Report every line of the material that contains the string "target".

· · · ·

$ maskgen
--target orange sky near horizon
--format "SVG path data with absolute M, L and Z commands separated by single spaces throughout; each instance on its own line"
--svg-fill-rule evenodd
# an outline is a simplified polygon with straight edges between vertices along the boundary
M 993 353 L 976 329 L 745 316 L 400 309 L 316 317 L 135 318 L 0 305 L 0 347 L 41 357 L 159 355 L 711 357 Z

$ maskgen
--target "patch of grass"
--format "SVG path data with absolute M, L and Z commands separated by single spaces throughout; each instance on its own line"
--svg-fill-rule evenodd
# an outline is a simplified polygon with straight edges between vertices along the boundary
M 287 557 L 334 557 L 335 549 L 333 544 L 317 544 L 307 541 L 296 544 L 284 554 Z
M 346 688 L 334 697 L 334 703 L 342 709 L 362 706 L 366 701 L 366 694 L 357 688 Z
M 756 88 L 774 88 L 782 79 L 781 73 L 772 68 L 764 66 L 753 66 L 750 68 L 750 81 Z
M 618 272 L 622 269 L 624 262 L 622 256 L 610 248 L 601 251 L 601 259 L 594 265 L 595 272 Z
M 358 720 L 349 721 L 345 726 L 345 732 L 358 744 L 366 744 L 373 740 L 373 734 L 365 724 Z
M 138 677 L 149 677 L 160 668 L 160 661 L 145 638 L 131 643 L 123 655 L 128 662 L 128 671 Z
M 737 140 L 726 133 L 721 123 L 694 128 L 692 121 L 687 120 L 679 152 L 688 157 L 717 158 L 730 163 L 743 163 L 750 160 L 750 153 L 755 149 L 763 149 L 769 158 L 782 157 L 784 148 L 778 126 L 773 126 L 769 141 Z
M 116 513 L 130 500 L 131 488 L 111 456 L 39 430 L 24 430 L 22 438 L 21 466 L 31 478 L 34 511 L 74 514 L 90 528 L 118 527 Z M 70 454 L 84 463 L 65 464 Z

· · · ·

**Solved exercise:**
--target orange sky near horizon
--target "patch of grass"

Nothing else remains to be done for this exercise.